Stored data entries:
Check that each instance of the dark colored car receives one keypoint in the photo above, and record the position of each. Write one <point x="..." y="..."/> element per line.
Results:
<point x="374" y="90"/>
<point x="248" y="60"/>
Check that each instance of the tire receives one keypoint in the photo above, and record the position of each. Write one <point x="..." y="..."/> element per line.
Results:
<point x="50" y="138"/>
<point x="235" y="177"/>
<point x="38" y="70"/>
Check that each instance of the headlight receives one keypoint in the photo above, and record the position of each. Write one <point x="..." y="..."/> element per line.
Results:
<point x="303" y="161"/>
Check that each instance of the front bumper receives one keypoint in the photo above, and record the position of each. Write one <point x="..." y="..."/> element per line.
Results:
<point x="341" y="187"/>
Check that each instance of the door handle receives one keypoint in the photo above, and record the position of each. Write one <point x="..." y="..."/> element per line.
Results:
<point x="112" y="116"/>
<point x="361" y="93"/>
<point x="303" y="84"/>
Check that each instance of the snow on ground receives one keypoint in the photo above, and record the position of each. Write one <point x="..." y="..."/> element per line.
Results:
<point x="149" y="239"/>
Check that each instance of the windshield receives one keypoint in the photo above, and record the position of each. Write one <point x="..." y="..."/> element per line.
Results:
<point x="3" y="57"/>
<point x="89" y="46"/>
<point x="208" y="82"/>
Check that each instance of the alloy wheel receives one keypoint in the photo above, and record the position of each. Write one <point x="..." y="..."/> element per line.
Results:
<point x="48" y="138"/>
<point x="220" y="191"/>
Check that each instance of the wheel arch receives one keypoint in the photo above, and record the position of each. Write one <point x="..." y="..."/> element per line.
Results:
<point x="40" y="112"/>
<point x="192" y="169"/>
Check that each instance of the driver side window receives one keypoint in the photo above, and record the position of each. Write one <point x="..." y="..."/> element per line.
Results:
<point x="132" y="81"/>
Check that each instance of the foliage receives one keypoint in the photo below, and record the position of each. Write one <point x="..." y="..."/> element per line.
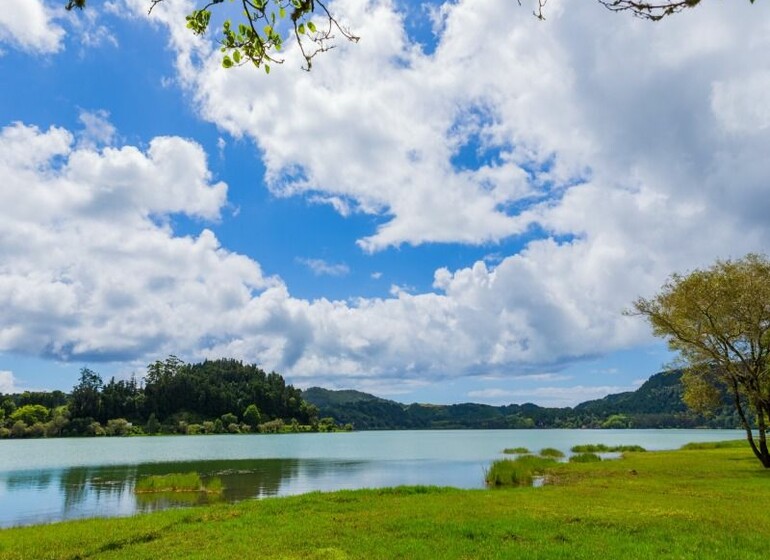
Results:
<point x="551" y="452"/>
<point x="31" y="413"/>
<point x="718" y="321"/>
<point x="516" y="472"/>
<point x="653" y="11"/>
<point x="515" y="450"/>
<point x="251" y="416"/>
<point x="602" y="448"/>
<point x="700" y="445"/>
<point x="177" y="482"/>
<point x="585" y="458"/>
<point x="656" y="404"/>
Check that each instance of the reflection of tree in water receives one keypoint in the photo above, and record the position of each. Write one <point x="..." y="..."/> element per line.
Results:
<point x="109" y="490"/>
<point x="79" y="484"/>
<point x="28" y="479"/>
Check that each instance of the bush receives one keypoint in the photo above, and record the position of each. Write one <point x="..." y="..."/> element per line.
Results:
<point x="516" y="472"/>
<point x="551" y="452"/>
<point x="36" y="430"/>
<point x="602" y="448"/>
<point x="19" y="429"/>
<point x="177" y="482"/>
<point x="730" y="444"/>
<point x="585" y="458"/>
<point x="516" y="450"/>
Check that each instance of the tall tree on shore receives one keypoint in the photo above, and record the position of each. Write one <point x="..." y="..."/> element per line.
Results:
<point x="718" y="321"/>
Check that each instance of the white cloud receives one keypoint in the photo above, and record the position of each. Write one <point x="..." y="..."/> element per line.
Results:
<point x="634" y="157"/>
<point x="29" y="25"/>
<point x="322" y="268"/>
<point x="7" y="383"/>
<point x="97" y="130"/>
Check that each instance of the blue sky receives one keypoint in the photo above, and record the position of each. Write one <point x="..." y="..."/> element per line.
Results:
<point x="458" y="208"/>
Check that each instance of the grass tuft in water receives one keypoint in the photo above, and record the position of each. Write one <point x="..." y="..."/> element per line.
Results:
<point x="551" y="452"/>
<point x="730" y="444"/>
<point x="177" y="482"/>
<point x="585" y="458"/>
<point x="602" y="448"/>
<point x="516" y="451"/>
<point x="516" y="472"/>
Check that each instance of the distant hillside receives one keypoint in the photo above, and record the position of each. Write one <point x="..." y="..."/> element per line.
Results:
<point x="656" y="404"/>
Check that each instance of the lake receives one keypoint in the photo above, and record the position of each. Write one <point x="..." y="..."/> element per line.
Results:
<point x="46" y="480"/>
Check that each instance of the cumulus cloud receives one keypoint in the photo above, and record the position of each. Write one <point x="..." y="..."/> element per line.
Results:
<point x="7" y="383"/>
<point x="322" y="268"/>
<point x="625" y="150"/>
<point x="28" y="25"/>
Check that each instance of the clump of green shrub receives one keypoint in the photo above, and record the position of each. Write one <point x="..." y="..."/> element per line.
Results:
<point x="516" y="450"/>
<point x="730" y="444"/>
<point x="602" y="448"/>
<point x="516" y="472"/>
<point x="177" y="482"/>
<point x="585" y="458"/>
<point x="551" y="452"/>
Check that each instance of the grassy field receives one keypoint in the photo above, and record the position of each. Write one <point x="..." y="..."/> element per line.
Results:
<point x="702" y="503"/>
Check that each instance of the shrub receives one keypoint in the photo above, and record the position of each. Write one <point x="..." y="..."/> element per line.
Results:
<point x="516" y="450"/>
<point x="730" y="444"/>
<point x="19" y="429"/>
<point x="585" y="458"/>
<point x="602" y="448"/>
<point x="177" y="482"/>
<point x="551" y="452"/>
<point x="516" y="472"/>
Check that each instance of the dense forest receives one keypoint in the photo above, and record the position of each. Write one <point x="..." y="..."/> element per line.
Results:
<point x="656" y="404"/>
<point x="219" y="396"/>
<point x="227" y="396"/>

> **Task to carry out**
What is needed is an exact copy of only the lines above from the one with "Check that each instance of the foliage" to the one with "Check that each instance of the bush", both kept, with every picture left out.

> **Response to the exercise**
Check that each instance of the foliage receives one keypoint in the photo below, and record the position of each. Write one <point x="..." y="..."/> element per line.
Results:
<point x="551" y="452"/>
<point x="31" y="413"/>
<point x="718" y="321"/>
<point x="516" y="472"/>
<point x="653" y="11"/>
<point x="515" y="450"/>
<point x="251" y="416"/>
<point x="602" y="448"/>
<point x="700" y="445"/>
<point x="177" y="482"/>
<point x="585" y="458"/>
<point x="656" y="404"/>
Check that each instance of the reflection of tree in water receives one keypoint in the photo above, and record the position of each. Write one <point x="..." y="..."/> element per line.
Results:
<point x="109" y="490"/>
<point x="79" y="484"/>
<point x="28" y="479"/>
Check that each instance of the bush receives one keypoint in the photo above, and record the position of each. Write one <point x="..." y="..."/> element per line.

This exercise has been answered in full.